# AtCoder Grand Contest 001

## A - BBQ Easy

#include <cstdio>
#include <algorithm>

const int MN = 205;

int N, A[MN];

int main() {
scanf("%d", &N), N *= 2;
for (int i = 1; i <= N; ++i) scanf("%d", &A[i]);
std::sort(A + 1, A + N + 1);
int Sum = 0;
for (int i = 1; i <= N; i += 2) Sum += A[i];
printf("%d\n", Sum);
return 0;
}


## B - Mysterious Light

#include <cstdio>

typedef long long LL;

LL N, X;

LL f(LL a, LL b) {
return b ? a / b * b * 2 + f(b, a % b) : -a;
}

int main() {
scanf("%lld%lld", &N, &X);
printf("%lld\n", N + f(X, N - X));
return 0;
}


## C - Shorten Diameter

#include <cstdio>
#include <vector>

const int MN = 2005;

int N, K, eu[MN], ev[MN];
std::vector<int> G[MN];

int dep[MN];
void DFS(int u, int p) {
for (int v : G[u]) if (v != p) dep[v] = dep[u] + 1, DFS(v, u);
}

int main() {
scanf("%d%d", &N, &K);
for (int i = 1; i < N; ++i) {
scanf("%d%d", &eu[i], &ev[i]);
G[eu[i]].push_back(ev[i]);
G[ev[i]].push_back(eu[i]);
}
int Ans = N;
if (K & 1) {
for (int i = 1; i < N; ++i) {
int u = eu[i], v = ev[i];
dep[u] = dep[v] = 0;
DFS(u, v), DFS(v, u);
int cnt = 0;
for (int j = 1; j <= N; ++j) if (dep[j] > K / 2) ++cnt;
Ans = Ans > cnt ? cnt : Ans;
}
} else {
for (int i = 1; i <= N; ++i) {
dep[i] = 0, DFS(i, 0);
int cnt = 0;
for (int j = 1; j <= N; ++j) if (dep[j] > K / 2) ++cnt;
Ans = Ans > cnt ? cnt : Ans;
}
}
printf("%d\n", Ans);
return 0;
}


## D - Arrays and Palindrome

#include <cstdio>
#include <algorithm>

const int MN = 100005;

int N, M, A[MN];

int main() {
scanf("%d%d", &N, &M);
int C = 0;
for (int i = 1; i <= M; ++i) scanf("%d", &A[i]), C += A[i] & 1;
if (C > 2) return puts("Impossible"), 0;
int p1 = 0, p2 = 0;
for (int i = 1; i <= M; ++i)

Location labeling data
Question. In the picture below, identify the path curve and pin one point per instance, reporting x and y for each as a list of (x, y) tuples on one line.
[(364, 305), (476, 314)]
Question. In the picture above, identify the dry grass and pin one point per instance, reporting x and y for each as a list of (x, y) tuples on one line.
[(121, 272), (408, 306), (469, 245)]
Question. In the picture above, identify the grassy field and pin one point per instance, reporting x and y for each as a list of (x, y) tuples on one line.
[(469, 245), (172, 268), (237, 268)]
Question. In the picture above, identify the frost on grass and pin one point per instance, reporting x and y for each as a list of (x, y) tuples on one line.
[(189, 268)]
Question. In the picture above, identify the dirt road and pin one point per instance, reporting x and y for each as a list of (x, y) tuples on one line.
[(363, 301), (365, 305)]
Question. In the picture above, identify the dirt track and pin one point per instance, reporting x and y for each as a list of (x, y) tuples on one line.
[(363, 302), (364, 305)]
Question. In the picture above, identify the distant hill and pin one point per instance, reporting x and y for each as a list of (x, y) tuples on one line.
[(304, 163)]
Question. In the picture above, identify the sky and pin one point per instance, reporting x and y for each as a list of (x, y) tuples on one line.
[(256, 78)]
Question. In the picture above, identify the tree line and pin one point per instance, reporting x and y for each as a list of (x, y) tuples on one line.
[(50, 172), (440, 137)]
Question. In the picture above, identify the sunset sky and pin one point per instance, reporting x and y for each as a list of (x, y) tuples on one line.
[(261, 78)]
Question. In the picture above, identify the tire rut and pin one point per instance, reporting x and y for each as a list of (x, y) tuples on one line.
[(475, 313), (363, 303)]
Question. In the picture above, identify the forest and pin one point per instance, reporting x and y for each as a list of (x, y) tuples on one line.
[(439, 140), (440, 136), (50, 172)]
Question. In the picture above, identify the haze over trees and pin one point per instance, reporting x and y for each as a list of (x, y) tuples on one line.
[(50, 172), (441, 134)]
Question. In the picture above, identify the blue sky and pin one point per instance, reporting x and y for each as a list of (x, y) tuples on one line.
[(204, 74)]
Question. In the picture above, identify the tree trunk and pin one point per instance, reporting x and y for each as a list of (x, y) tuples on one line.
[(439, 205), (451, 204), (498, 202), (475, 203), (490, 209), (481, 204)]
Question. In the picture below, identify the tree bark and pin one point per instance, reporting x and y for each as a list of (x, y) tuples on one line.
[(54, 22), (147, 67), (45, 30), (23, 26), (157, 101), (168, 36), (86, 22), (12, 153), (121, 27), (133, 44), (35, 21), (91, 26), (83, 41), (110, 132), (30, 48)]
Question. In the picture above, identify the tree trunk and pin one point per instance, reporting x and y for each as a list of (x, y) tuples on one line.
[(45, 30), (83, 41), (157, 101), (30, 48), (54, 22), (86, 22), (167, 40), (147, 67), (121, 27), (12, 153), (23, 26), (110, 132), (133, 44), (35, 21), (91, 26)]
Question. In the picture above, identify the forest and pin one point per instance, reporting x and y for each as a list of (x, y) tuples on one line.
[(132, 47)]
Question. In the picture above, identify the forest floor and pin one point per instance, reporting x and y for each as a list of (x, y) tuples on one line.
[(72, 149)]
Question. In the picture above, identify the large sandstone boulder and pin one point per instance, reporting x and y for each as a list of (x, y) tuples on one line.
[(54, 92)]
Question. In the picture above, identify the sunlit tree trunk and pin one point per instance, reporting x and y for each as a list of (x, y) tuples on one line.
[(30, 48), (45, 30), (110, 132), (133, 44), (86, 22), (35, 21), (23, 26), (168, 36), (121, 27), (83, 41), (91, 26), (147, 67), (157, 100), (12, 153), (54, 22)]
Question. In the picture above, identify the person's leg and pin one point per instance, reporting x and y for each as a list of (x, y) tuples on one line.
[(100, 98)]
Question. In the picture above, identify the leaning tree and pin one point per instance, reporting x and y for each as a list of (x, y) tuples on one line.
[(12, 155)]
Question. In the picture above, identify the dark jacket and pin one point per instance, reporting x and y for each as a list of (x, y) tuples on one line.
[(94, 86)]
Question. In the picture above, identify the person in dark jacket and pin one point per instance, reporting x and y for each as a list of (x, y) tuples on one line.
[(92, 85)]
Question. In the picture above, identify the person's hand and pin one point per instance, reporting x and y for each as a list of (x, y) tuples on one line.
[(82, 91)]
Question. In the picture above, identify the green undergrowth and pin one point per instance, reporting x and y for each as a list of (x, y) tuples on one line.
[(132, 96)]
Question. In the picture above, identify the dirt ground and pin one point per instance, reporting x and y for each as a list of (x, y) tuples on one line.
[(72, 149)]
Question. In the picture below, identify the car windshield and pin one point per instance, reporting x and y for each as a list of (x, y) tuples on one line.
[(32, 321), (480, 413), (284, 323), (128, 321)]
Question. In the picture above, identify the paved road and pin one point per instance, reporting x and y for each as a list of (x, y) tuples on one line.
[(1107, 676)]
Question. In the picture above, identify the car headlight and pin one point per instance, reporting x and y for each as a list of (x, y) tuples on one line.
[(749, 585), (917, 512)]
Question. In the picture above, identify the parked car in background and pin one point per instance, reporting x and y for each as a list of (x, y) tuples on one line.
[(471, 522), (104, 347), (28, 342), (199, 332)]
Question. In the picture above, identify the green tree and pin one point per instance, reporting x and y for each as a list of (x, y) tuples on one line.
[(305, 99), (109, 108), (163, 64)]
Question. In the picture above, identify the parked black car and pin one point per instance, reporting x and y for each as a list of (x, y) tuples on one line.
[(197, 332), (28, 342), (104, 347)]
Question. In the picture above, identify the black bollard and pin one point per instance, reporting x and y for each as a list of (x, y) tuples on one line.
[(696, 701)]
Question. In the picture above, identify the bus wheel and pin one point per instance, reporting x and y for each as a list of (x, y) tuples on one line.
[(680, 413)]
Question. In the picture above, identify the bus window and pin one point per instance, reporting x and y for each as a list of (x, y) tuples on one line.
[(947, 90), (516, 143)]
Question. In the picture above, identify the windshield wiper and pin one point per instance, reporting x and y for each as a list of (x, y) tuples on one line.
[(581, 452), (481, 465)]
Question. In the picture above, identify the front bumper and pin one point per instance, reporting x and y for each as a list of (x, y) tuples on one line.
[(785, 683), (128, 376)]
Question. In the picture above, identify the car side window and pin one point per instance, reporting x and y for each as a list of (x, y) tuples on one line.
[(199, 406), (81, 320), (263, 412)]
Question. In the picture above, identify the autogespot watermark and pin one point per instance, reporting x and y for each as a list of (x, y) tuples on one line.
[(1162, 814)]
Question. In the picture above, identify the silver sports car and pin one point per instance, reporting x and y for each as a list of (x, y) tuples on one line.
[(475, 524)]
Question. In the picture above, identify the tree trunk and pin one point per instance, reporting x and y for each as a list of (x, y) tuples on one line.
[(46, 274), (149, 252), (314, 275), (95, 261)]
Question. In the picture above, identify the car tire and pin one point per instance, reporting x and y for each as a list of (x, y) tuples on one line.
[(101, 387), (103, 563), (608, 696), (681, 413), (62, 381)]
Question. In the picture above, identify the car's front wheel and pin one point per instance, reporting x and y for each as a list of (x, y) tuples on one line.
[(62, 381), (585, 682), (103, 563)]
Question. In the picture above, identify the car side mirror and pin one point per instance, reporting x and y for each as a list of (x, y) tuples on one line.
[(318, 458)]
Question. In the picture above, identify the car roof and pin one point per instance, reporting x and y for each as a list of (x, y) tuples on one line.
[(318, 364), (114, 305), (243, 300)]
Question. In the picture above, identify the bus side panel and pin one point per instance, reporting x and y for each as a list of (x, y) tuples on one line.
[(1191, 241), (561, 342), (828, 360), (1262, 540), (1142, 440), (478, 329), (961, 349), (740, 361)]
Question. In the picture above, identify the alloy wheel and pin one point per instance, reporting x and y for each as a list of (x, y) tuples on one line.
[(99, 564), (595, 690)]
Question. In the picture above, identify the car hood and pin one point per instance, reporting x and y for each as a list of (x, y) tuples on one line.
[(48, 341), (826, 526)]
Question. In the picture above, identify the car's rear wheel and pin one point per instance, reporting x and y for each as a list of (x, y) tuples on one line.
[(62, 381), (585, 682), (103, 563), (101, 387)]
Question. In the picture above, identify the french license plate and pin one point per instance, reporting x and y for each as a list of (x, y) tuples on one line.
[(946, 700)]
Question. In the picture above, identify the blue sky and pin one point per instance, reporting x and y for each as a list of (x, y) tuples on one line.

▶ _DIRECTIONS_
**a.** In the AtCoder Grand Contest 001 solutions, what does the program for problem D print when more than two of the values it reads into A are odd?
**b.** Carry on writing the AtCoder Grand Contest 001 solutions, starting right after their final line.

▶ _IN RESPONSE_
**a.** Impossible

**b.**
if (A[i] & 1) (p1 ? p2 : p1) = i;
if (p1 && !p2) std::swap(A[1], A[p1]);
if (p2) std::swap(A[1], A[p1]), std::swap(A[p2], A[M]);
for (int i = 1; i <= M; ++i) printf("%d%c", A[i], " \n"[i == M]);
if (N == 1) return puts("1\n1"), 0;
if (M == 1) return printf("2\n1 %d\n", N - 1), 0;
--A[1], ++A[M];
printf("%d\n", M - !A[1]);
for (int i = A[1] ? 1 : 2; i <= M; ++i) printf("%d%c", A[i], " \n"[i == M]);
return 0;
}


## E - BBQ Hard

$i = j$ 的扣掉，然后除以 $2$ 就是真实的答案了。

#include <cstdio>

typedef long long LL;
const int Mod = 1000000007, Inv2 = (Mod + 1) / 2;
const int MN = 200005, C = 2000, O = C + 1, MS = O + C + 1;

inline int qPow(int b, int e) {
int a = 1;
for (; e; e >>= 1, b = (LL)b * b % Mod)
if (e & 1) a = (LL)a * b % Mod;
return a;
}

int N, A[MN], B[MN];
int Fac[MS * 2], iFac[MS * 2];
int S[MS][MS];
int Ans;

int main() {
scanf("%d", &N);
Fac[0] = 1;
for (int i = 1; i <= 4 * C; ++i) Fac[i] = (LL)Fac[i - 1] * i % Mod;
iFac[4 * C] = qPow(Fac[4 * C], Mod - 2);
for (int i = 4 * C; i >= 1; --i) iFac[i - 1] = (LL)iFac[i] * i % Mod;
for (int i = 1; i <= N; ++i) {
scanf("%d%d", &A[i], &B[i]);
++S[O - A[i]][O - B[i]];
Ans = (Ans - (LL)Fac[2 * (A[i] + B[i])] * iFac[2 * A[i]] % Mod * iFac[2 * B[i]]) % Mod;
}
for (int i = O - C; i <= O + C; ++i)
for (int j = O - C; j <= O + C; ++j)
S[i][j] = (S[i][j] + S[i - 1][j] + S[i][j - 1]) % Mod;
for (int i = 1; i <= N; ++i)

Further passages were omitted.